WHAT YOU SHOULD DO | Your task is to write out exactly the lines from the line containing "Could you point out the horse harness" through the end of the records, inclusive at both ends.

>> begin THE RECORDS

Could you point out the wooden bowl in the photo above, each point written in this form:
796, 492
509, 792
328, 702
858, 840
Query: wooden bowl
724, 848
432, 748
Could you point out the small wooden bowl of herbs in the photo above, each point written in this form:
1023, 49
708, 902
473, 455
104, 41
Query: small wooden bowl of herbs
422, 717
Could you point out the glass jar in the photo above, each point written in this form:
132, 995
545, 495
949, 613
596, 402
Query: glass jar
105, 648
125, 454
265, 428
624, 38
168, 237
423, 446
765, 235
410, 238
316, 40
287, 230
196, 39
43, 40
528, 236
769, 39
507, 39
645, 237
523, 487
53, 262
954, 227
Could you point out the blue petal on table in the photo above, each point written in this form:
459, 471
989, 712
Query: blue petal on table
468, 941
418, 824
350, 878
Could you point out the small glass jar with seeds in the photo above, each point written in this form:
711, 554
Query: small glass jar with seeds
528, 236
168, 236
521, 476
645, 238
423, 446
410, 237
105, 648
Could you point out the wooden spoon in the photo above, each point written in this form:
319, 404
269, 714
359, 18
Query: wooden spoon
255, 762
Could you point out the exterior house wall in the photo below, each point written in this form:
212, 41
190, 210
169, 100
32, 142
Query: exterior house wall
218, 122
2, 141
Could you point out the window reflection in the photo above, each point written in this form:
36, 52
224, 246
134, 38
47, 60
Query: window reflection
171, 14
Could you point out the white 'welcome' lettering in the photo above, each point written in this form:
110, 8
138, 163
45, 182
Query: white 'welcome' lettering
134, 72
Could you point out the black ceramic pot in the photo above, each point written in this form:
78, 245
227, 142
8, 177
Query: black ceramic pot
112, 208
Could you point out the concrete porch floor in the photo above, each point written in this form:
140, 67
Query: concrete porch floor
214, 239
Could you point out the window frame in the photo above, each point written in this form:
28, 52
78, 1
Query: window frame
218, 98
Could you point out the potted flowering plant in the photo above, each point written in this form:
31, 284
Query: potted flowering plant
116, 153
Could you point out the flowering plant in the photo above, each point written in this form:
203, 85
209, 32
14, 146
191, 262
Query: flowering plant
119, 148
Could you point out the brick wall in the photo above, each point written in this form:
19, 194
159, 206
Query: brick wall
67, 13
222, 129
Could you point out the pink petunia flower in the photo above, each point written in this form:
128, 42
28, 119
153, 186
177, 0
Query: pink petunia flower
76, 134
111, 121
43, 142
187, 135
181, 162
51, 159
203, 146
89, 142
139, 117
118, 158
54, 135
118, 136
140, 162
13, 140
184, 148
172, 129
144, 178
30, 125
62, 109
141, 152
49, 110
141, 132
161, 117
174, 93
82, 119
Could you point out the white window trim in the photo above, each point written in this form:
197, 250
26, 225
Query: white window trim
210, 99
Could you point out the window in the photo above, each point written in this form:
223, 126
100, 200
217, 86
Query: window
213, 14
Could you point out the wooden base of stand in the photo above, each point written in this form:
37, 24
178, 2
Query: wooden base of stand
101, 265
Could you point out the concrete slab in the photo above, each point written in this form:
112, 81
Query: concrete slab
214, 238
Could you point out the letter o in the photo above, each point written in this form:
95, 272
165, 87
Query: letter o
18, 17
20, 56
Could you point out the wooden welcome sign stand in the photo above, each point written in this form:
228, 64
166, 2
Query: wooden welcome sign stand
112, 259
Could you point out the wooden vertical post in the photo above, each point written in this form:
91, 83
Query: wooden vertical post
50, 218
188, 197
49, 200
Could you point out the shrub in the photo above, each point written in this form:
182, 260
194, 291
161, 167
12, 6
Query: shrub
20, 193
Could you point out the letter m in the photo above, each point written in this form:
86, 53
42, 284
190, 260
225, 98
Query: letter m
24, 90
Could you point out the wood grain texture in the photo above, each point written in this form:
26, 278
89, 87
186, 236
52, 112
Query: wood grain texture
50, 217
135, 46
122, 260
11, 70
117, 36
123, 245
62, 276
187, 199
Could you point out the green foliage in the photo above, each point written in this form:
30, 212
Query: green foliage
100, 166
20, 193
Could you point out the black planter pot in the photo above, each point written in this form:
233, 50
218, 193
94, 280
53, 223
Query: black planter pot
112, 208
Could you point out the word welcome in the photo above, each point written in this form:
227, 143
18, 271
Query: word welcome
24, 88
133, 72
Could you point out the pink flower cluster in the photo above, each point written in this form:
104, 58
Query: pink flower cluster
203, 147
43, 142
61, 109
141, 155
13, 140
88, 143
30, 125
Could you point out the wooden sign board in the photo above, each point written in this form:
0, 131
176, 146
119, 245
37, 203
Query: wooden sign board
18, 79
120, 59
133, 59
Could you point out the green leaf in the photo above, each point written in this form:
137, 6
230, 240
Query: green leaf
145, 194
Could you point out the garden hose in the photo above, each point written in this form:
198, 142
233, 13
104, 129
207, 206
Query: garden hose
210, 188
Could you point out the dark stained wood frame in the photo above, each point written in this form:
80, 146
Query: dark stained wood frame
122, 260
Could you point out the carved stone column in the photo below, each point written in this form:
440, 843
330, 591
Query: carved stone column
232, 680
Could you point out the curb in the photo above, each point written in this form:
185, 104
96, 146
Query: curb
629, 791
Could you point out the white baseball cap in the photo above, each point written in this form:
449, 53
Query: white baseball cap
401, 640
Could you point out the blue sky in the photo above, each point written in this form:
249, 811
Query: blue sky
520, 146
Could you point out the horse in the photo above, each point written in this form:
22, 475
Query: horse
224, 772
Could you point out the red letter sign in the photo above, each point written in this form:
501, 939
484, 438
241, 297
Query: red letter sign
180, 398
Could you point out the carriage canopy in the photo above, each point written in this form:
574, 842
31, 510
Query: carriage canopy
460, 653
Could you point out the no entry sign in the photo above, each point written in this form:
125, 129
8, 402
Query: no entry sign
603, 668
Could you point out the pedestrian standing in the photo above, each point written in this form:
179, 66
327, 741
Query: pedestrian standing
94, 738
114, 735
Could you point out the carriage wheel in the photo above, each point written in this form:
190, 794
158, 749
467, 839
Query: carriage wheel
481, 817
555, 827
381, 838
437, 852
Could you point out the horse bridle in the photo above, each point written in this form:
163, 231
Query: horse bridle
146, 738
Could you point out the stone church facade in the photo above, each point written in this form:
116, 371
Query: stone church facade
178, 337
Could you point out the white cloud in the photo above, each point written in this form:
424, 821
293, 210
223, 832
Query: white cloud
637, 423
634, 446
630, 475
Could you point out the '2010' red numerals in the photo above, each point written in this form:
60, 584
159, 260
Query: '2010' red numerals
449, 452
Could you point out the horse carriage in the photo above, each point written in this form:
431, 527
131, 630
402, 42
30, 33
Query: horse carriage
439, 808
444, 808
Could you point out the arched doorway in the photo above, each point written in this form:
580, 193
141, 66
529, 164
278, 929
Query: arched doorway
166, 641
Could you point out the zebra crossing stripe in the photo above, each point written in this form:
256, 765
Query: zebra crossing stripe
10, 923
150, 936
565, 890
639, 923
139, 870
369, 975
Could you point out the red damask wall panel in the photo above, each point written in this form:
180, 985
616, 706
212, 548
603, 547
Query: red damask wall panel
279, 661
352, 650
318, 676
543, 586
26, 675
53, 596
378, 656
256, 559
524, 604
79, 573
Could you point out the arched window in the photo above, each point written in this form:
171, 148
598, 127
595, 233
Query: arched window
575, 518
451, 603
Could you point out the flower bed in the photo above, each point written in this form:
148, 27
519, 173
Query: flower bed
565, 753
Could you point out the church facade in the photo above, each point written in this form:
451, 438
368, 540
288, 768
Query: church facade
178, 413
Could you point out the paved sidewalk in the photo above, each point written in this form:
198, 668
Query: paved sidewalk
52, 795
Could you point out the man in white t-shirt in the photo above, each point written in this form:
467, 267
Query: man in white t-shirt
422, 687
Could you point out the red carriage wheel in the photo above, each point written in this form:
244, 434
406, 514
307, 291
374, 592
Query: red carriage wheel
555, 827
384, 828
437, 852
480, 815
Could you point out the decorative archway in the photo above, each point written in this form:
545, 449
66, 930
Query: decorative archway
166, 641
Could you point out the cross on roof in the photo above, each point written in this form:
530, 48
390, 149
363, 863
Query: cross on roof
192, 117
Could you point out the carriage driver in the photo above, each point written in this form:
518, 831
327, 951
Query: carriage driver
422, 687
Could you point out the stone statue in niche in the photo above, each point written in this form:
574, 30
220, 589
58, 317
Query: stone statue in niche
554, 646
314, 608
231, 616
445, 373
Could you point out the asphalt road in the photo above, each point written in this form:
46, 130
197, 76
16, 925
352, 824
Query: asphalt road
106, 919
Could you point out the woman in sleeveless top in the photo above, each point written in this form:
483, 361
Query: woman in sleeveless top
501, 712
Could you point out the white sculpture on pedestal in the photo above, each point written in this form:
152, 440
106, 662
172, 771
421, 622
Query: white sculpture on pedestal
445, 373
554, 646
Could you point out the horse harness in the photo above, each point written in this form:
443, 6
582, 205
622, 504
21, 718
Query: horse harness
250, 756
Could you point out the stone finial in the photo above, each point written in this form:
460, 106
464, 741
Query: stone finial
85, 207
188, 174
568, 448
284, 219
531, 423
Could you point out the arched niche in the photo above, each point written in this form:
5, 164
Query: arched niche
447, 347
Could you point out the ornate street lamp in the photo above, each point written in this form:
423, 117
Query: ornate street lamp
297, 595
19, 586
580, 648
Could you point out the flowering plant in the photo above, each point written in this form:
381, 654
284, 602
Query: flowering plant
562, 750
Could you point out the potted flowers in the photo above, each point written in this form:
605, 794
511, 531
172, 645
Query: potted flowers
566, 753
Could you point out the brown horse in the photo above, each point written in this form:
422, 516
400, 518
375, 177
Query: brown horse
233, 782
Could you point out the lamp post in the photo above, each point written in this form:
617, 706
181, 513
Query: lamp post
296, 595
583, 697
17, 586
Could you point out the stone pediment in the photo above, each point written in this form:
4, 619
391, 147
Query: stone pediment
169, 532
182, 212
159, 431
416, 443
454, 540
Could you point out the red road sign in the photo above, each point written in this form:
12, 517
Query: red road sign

>> end THE RECORDS

TASK RESPONSE |
Could you point out the horse harness in the photo above, each point written in this form:
443, 6
582, 205
622, 504
21, 718
Query: horse harness
250, 756
Could you point out the stone finial in the photo above, each point written in this form:
460, 106
464, 741
Query: stone finial
85, 207
188, 174
568, 448
284, 219
531, 423
Could you point out the arched niche in the photo above, each point written in this form:
5, 164
Query: arched niche
447, 347
Could you point out the ornate street lamp in the photo above, each point written in this form:
423, 117
Query: ornate street lamp
297, 595
19, 586
580, 648
Could you point out the flowering plant in the photo above, each point written in this form:
381, 654
284, 602
Query: flowering plant
562, 750
Could you point out the potted flowers in the photo above, each point written in this form:
605, 794
511, 531
172, 645
Query: potted flowers
566, 753
Could you point out the brown horse in the photo above, each point written in this form:
422, 516
400, 518
375, 177
Query: brown horse
233, 782
Could you point out the lamp post in the photo above, each point written in this form:
617, 706
181, 513
Query: lamp post
296, 595
583, 697
17, 586
Could you point out the stone pediment in the photo above, each point written in this form:
4, 619
391, 147
Query: stone pediment
169, 532
182, 212
159, 431
416, 443
454, 540
Could you point out the red road sign in the photo above, each point written in this form:
12, 517
Query: red road sign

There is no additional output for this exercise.